Collected data
-- -- --

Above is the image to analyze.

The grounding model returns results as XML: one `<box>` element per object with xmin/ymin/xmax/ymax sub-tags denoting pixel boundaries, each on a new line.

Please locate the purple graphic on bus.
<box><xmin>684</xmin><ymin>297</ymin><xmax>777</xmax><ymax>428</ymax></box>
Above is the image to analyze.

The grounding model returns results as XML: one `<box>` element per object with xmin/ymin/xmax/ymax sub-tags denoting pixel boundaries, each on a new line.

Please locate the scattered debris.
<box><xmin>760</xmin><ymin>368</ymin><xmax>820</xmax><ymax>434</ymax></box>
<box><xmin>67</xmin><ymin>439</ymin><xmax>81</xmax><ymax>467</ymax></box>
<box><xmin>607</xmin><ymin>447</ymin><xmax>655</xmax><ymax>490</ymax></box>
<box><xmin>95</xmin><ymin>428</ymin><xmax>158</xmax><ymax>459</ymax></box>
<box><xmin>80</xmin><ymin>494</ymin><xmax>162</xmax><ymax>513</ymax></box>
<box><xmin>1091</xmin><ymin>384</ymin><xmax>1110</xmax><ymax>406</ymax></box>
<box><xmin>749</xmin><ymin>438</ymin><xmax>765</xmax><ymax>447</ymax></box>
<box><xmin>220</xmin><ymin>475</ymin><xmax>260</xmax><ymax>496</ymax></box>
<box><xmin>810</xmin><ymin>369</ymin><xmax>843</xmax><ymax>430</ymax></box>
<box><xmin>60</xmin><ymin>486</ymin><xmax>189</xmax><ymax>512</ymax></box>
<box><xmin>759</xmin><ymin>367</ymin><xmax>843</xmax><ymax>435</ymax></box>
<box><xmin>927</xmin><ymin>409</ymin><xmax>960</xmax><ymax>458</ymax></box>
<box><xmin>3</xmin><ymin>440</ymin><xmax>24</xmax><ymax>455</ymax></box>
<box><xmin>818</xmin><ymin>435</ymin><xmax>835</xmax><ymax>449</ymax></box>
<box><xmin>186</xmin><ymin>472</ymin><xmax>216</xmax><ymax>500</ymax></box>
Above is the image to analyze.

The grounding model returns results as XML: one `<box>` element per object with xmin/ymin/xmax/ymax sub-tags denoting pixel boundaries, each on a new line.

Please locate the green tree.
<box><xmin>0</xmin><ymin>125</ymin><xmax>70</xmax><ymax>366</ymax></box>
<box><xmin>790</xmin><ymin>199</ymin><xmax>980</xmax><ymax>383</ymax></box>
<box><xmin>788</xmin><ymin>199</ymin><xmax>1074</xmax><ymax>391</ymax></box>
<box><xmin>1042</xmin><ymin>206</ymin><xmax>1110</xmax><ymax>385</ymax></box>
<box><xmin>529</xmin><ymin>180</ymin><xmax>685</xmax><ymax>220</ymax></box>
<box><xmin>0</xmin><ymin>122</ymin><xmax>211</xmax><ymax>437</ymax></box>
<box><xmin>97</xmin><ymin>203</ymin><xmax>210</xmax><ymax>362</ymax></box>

-- -- --

**Exercise objective:** Would you copy the data exactly as shown above?

**Result of the task:**
Above is the image to analyze.

The grounding model returns results as XML: one `<box>` element per object with xmin/ymin/xmax/ymax sub-tags denoting pixel boundaries, each on a new line.

Please locate the purple graphic on bus.
<box><xmin>684</xmin><ymin>297</ymin><xmax>777</xmax><ymax>428</ymax></box>
Above is the image to analyze.

The grounding model returns results as XML: one `<box>` element per object with xmin/ymin/xmax/ymax sub-tags denoting pixel boundaries, each on a new line.

Please locate the scattered debris.
<box><xmin>760</xmin><ymin>368</ymin><xmax>820</xmax><ymax>434</ymax></box>
<box><xmin>67</xmin><ymin>439</ymin><xmax>81</xmax><ymax>467</ymax></box>
<box><xmin>607</xmin><ymin>447</ymin><xmax>655</xmax><ymax>490</ymax></box>
<box><xmin>95</xmin><ymin>428</ymin><xmax>158</xmax><ymax>459</ymax></box>
<box><xmin>80</xmin><ymin>494</ymin><xmax>162</xmax><ymax>513</ymax></box>
<box><xmin>1091</xmin><ymin>384</ymin><xmax>1110</xmax><ymax>406</ymax></box>
<box><xmin>749</xmin><ymin>438</ymin><xmax>765</xmax><ymax>447</ymax></box>
<box><xmin>220</xmin><ymin>475</ymin><xmax>260</xmax><ymax>496</ymax></box>
<box><xmin>810</xmin><ymin>369</ymin><xmax>843</xmax><ymax>430</ymax></box>
<box><xmin>60</xmin><ymin>486</ymin><xmax>189</xmax><ymax>512</ymax></box>
<box><xmin>759</xmin><ymin>367</ymin><xmax>843</xmax><ymax>435</ymax></box>
<box><xmin>927</xmin><ymin>409</ymin><xmax>960</xmax><ymax>458</ymax></box>
<box><xmin>3</xmin><ymin>440</ymin><xmax>24</xmax><ymax>455</ymax></box>
<box><xmin>818</xmin><ymin>435</ymin><xmax>835</xmax><ymax>449</ymax></box>
<box><xmin>186</xmin><ymin>472</ymin><xmax>216</xmax><ymax>500</ymax></box>
Above is the image to analyze.

The grounding model returns results as XML: one `<box>` element per object with xmin/ymin/xmax/ymax sub-tags denoting pixel boundaries, each on a new line.

Please locate the green tree.
<box><xmin>0</xmin><ymin>125</ymin><xmax>70</xmax><ymax>366</ymax></box>
<box><xmin>790</xmin><ymin>199</ymin><xmax>980</xmax><ymax>383</ymax></box>
<box><xmin>788</xmin><ymin>199</ymin><xmax>1074</xmax><ymax>391</ymax></box>
<box><xmin>1042</xmin><ymin>206</ymin><xmax>1110</xmax><ymax>385</ymax></box>
<box><xmin>529</xmin><ymin>180</ymin><xmax>685</xmax><ymax>220</ymax></box>
<box><xmin>0</xmin><ymin>122</ymin><xmax>211</xmax><ymax>437</ymax></box>
<box><xmin>97</xmin><ymin>203</ymin><xmax>210</xmax><ymax>362</ymax></box>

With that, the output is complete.